= Task instructions =
Repeat the items from the line containing "the tree canopy" through the line containing "pixel 519 132", including both of those lines, and nothing else.

_ _ _ _

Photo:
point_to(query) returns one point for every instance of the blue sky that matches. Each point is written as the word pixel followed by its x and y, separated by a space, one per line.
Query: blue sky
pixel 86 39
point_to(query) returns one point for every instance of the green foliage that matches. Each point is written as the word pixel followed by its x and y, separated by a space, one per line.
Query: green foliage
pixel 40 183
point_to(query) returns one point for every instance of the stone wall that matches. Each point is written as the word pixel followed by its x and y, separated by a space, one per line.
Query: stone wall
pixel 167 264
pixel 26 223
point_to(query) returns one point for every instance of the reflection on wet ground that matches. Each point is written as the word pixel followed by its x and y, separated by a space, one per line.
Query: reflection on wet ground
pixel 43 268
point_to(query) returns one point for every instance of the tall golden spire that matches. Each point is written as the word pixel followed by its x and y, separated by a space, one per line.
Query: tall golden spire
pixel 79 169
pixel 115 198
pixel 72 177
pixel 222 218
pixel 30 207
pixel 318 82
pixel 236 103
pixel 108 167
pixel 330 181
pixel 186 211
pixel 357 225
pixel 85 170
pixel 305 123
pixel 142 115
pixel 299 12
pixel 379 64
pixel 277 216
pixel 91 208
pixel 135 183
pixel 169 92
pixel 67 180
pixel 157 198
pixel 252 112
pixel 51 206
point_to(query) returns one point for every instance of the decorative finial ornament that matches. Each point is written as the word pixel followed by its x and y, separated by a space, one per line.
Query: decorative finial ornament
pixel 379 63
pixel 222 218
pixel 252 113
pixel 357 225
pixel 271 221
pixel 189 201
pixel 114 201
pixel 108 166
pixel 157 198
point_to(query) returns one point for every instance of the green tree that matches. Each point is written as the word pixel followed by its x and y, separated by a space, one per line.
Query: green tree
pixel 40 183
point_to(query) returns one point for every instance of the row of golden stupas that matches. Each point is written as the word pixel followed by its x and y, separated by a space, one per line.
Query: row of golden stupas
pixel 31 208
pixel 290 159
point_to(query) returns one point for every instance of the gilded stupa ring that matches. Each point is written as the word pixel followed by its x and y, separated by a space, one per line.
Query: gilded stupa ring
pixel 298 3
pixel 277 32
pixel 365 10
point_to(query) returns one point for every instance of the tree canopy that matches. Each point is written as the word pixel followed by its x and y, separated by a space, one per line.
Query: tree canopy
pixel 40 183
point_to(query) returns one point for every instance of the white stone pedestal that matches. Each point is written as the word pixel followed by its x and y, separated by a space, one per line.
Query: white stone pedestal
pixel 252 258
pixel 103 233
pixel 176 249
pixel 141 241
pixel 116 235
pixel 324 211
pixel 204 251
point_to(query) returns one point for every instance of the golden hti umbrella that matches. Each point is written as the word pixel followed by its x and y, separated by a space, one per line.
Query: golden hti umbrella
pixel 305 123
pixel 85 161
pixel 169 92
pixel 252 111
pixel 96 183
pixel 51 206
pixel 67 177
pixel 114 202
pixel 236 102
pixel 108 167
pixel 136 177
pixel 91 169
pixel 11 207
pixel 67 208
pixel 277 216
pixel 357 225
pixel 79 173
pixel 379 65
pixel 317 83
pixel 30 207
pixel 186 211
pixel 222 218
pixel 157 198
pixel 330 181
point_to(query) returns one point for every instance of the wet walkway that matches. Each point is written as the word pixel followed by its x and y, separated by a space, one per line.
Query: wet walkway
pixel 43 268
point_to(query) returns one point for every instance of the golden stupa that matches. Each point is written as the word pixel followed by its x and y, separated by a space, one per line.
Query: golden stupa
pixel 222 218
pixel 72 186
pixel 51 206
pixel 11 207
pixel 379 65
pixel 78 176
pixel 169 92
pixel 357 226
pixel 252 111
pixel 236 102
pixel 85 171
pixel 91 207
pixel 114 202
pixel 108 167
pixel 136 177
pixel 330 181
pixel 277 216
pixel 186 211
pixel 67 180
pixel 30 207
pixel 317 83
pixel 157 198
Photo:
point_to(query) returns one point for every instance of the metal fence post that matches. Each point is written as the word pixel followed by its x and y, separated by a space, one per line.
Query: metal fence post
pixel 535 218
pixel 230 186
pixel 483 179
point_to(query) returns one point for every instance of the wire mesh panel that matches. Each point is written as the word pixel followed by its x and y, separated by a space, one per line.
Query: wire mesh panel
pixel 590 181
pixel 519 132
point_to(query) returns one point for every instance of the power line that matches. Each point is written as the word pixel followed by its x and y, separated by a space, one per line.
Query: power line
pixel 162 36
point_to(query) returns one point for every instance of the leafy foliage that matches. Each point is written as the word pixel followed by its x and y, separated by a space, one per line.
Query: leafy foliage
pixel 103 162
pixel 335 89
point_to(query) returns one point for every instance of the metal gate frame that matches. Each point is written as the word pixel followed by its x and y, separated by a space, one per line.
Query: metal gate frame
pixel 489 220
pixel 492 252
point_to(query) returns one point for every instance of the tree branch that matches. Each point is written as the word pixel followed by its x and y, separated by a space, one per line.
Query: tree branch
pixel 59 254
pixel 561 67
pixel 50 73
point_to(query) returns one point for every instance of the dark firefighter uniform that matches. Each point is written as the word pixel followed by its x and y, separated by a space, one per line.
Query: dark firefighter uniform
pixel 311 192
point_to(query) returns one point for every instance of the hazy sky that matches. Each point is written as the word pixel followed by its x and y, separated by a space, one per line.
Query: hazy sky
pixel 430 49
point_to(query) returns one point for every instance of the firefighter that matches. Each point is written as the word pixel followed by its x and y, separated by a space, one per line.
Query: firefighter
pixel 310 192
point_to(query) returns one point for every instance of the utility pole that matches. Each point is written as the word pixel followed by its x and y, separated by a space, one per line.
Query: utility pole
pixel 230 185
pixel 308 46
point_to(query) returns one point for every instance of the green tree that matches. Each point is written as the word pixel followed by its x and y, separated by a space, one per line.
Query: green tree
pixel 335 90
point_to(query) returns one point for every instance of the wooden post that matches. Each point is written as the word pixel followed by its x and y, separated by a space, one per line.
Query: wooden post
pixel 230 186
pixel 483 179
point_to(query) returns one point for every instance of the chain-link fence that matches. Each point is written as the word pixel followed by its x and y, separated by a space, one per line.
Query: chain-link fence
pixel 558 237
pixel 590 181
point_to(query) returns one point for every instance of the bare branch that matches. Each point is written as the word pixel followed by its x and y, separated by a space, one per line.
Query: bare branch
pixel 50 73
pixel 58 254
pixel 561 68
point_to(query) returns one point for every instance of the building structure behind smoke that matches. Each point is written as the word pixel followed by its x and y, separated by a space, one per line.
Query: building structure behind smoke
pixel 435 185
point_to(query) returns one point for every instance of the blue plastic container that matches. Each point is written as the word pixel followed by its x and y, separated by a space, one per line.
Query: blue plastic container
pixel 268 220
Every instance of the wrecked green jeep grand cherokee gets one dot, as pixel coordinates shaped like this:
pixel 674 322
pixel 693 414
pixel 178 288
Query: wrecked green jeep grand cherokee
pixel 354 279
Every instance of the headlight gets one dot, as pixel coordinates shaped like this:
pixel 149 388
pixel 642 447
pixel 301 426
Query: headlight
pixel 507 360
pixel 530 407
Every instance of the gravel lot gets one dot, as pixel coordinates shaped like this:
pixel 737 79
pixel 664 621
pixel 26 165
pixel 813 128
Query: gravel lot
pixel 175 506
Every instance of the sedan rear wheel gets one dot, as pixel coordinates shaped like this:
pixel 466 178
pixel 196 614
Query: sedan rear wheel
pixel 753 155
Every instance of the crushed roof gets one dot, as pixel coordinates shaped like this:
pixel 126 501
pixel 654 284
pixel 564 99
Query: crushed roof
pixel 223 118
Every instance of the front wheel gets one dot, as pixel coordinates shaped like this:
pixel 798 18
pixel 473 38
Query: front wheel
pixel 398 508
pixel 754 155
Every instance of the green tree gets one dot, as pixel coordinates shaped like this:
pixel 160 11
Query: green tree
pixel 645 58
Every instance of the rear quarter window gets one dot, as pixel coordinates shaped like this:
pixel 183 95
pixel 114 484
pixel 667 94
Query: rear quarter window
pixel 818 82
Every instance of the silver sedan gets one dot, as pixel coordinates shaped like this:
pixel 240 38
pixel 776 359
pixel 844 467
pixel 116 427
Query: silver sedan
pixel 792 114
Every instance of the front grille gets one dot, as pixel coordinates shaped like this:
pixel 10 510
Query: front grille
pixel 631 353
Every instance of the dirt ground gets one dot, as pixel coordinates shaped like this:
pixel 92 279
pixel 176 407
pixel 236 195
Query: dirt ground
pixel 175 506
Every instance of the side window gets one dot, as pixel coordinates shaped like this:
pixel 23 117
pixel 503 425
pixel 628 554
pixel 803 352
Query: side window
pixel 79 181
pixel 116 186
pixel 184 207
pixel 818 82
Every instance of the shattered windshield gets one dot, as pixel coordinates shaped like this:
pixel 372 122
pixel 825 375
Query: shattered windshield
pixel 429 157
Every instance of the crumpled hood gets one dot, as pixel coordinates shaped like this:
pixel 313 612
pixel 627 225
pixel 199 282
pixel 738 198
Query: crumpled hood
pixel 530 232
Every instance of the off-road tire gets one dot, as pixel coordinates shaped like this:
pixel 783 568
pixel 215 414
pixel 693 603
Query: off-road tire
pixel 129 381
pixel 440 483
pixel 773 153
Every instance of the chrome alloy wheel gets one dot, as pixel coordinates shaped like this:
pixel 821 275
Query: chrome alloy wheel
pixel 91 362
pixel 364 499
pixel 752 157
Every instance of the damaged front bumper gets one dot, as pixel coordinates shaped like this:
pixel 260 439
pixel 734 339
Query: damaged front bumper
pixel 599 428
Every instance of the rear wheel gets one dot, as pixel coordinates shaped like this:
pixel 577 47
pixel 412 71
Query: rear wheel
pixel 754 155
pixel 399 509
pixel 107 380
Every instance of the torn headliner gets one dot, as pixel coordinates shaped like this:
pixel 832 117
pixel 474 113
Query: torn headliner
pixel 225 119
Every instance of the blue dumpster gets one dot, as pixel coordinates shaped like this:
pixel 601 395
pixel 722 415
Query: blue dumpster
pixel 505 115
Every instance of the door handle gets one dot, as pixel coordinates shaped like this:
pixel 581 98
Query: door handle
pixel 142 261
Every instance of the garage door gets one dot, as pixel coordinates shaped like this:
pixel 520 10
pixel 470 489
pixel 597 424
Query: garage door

_ _ _ _

= The result =
point_to(query) returns one point for every instance of the tree canopy that matches. Each point is written as the word pixel followed by its x and y, separated by a space, one per line.
Query: tree canopy
pixel 40 183
point_to(query) returns one point for every instance of the white stone pedestal that matches. Each point is written as the word pixel followed by its x and y, separated by a space, one per line.
Query: white stone pedestal
pixel 252 258
pixel 103 233
pixel 176 249
pixel 141 241
pixel 116 235
pixel 324 211
pixel 204 251
point_to(query) returns one point for every instance of the golden hti umbrella that matches. Each point is written as the word pixel followed by its x and y, separated by a space, one per line.
Query: golden hti umbrella
pixel 305 123
pixel 85 161
pixel 169 92
pixel 252 111
pixel 96 183
pixel 51 206
pixel 67 177
pixel 114 202
pixel 236 102
pixel 108 167
pixel 136 177
pixel 91 169
pixel 11 207
pixel 67 208
pixel 277 216
pixel 357 225
pixel 79 173
pixel 379 65
pixel 317 83
pixel 30 207
pixel 186 211
pixel 222 218
pixel 157 198
pixel 330 181
point_to(query) returns one point for every instance of the wet walkway that matches. Each point is written as the word pixel followed by its x and y, separated by a space, one per line.
Query: wet walkway
pixel 43 268
point_to(query) returns one point for every instance of the golden stupa that matches. Each point is written as the word pixel followed by its x and y, separated by a space, one per line.
Query: golden stupa
pixel 222 218
pixel 72 186
pixel 51 206
pixel 11 207
pixel 379 65
pixel 78 176
pixel 169 92
pixel 357 226
pixel 252 111
pixel 236 102
pixel 85 171
pixel 91 207
pixel 114 202
pixel 108 167
pixel 136 177
pixel 330 181
pixel 277 216
pixel 186 211
pixel 67 180
pixel 30 207
pixel 317 83
pixel 157 198
Photo:
point_to(query) returns one point for every instance of the metal fence post that matches. Each point is written as the word pixel followed by its x and y, separated by a space, one per line.
Query: metal fence post
pixel 535 218
pixel 230 186
pixel 483 179
point_to(query) returns one point for every instance of the wire mesh panel that matches. Each point is written as the word pixel followed by its x and y, separated by a space, one per line.
Query: wire mesh panel
pixel 590 181
pixel 519 132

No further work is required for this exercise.